• _DATA FOR THE TASK_:
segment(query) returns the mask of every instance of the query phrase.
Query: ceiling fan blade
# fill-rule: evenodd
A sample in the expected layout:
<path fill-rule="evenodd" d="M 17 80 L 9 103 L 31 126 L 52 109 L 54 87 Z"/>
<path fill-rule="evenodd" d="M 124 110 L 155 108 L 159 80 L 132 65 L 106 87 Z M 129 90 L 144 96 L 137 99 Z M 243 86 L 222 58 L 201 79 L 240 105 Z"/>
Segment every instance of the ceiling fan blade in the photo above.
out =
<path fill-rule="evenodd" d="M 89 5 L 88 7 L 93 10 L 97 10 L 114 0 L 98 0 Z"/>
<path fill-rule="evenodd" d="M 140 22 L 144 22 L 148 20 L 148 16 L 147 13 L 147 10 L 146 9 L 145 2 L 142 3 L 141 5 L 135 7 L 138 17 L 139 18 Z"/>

• _EXERCISE GOAL_: Reproduce the listing below line for line, with every character unchanged.

• _TASK SOLUTION_:
segment(query) returns the mask of every instance of the query phrase.
Query: ceiling fan blade
# fill-rule: evenodd
A sample in the expected layout:
<path fill-rule="evenodd" d="M 17 80 L 9 103 L 31 126 L 52 109 L 54 87 Z"/>
<path fill-rule="evenodd" d="M 124 110 L 155 108 L 159 80 L 132 65 L 106 87 Z M 129 90 L 144 96 L 137 99 Z M 243 86 L 222 58 L 201 79 L 240 105 Z"/>
Segment every instance of the ceiling fan blade in the photo above.
out =
<path fill-rule="evenodd" d="M 89 5 L 88 7 L 93 10 L 97 10 L 114 0 L 98 0 Z"/>
<path fill-rule="evenodd" d="M 140 22 L 144 22 L 148 20 L 148 16 L 147 13 L 147 10 L 146 9 L 145 2 L 142 3 L 141 5 L 135 7 L 138 17 L 139 18 Z"/>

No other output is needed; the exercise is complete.